- [WHAT YOU ARE ASKED TO DO]:
Write out exactly the lines from the one containing "Can you see the light" through the last line of the records below, and no others.

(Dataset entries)
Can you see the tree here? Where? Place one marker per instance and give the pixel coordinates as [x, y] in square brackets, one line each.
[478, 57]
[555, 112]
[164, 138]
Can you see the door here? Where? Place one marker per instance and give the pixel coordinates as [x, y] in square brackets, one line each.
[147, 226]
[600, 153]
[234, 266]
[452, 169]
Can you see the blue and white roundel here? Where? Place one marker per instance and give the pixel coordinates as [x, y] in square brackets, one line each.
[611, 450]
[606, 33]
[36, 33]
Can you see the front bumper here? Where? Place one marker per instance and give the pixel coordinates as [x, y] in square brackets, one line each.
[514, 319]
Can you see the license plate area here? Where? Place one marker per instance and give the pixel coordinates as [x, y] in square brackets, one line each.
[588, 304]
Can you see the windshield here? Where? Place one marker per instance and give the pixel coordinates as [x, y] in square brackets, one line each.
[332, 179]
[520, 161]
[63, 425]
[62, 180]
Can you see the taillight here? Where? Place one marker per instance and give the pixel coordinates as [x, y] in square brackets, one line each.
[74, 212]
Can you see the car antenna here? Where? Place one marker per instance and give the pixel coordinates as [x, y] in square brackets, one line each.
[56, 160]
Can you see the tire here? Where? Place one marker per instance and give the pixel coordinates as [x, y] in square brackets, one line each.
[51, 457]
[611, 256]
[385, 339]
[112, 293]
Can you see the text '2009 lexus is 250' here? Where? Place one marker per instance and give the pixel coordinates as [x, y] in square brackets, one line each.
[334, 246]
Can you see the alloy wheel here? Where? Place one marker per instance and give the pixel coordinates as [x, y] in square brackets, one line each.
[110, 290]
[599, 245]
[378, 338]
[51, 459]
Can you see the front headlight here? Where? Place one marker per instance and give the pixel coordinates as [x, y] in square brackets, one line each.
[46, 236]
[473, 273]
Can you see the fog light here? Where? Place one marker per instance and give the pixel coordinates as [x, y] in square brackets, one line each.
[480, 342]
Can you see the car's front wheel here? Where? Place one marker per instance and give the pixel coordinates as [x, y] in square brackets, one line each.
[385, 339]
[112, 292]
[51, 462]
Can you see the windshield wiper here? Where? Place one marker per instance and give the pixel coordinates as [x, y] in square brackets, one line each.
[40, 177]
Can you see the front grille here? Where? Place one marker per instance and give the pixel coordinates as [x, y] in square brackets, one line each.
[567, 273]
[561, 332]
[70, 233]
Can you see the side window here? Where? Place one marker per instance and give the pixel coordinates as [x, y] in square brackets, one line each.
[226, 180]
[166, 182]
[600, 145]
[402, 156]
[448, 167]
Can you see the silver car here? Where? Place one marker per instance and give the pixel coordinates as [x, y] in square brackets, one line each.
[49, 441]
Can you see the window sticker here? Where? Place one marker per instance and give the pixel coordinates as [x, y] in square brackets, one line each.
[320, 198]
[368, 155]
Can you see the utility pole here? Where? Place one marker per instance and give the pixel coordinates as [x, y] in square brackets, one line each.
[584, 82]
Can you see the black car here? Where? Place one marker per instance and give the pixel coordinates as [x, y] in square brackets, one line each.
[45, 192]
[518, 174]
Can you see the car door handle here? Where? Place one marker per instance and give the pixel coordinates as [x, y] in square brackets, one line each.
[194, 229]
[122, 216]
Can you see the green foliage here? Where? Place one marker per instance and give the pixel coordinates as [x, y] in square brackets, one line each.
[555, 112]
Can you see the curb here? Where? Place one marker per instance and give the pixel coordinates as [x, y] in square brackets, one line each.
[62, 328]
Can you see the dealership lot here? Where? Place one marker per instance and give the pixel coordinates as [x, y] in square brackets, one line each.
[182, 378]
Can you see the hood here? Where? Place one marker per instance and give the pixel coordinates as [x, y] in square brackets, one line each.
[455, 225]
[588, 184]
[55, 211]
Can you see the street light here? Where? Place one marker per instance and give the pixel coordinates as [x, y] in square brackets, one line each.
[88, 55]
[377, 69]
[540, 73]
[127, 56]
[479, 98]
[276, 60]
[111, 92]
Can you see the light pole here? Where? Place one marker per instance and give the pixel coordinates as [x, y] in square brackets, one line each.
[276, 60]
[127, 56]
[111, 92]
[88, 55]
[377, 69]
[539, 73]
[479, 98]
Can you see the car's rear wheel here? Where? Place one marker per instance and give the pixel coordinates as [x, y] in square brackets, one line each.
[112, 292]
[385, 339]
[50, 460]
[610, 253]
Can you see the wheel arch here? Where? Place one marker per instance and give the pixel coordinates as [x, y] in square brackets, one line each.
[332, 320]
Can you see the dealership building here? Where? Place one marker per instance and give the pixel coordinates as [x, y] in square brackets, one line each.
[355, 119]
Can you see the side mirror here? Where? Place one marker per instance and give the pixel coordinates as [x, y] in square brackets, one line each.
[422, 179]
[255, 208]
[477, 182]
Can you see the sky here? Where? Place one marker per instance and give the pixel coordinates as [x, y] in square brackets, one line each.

- [RESPONSE BOX]:
Can you see the light pole here? Where? Place one marker per instance and give the pixel coordinates as [x, y] in square brackets, one line each.
[276, 60]
[127, 56]
[111, 92]
[88, 55]
[377, 69]
[539, 73]
[479, 98]
Can you see the car's rear wheel here? Where? Place one marker per instance and give the pixel coordinates as [x, y] in square brackets, one line each.
[112, 292]
[385, 339]
[50, 460]
[610, 253]
Can you see the wheel arch here? Where? Place one marker per instance and give the pixel coordinates as [x, y] in square brackets, one line each.
[332, 320]
Can you see the dealership building here? Where? Place one marker per instance and give the pixel coordinates as [x, y] in square brackets, one line each.
[355, 119]
Can you see the side mirror here? Where? Place one marker per instance and give the pixel coordinates as [x, y] in square brackets, one line each.
[422, 179]
[255, 208]
[477, 182]
Can you see the sky here? Where? Place one marker per instance and give the pixel coordinates as [x, y] in square brackets, one line each.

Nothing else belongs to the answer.